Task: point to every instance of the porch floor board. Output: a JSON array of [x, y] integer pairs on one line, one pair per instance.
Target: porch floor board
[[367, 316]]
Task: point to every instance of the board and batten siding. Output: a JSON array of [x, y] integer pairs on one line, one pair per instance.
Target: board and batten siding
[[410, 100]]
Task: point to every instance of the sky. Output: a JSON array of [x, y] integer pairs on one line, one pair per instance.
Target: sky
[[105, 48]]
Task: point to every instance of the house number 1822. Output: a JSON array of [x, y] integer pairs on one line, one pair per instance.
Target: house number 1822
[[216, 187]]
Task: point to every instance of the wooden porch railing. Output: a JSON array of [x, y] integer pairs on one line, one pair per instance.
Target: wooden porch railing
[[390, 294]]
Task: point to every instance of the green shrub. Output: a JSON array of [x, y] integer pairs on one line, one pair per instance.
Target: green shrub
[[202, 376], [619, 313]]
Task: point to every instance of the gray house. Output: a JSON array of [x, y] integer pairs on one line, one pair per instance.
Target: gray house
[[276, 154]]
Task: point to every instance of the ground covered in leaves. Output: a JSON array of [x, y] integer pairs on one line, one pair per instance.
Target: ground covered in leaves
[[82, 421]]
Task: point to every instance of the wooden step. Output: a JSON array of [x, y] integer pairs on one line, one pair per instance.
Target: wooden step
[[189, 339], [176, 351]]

########

Rewrite the listing from the line containing "Task: point to every instance of the wooden step." through the end of the listing, both ends included and requests kept, and add 35 to every coordinate in the answers.

Answer for this exercise:
Task: point to every instance of the wooden step. Output: a JSON array of [x, y] integer pairs on one line, one pair per instance.
Target: wooden step
[[224, 374], [211, 386]]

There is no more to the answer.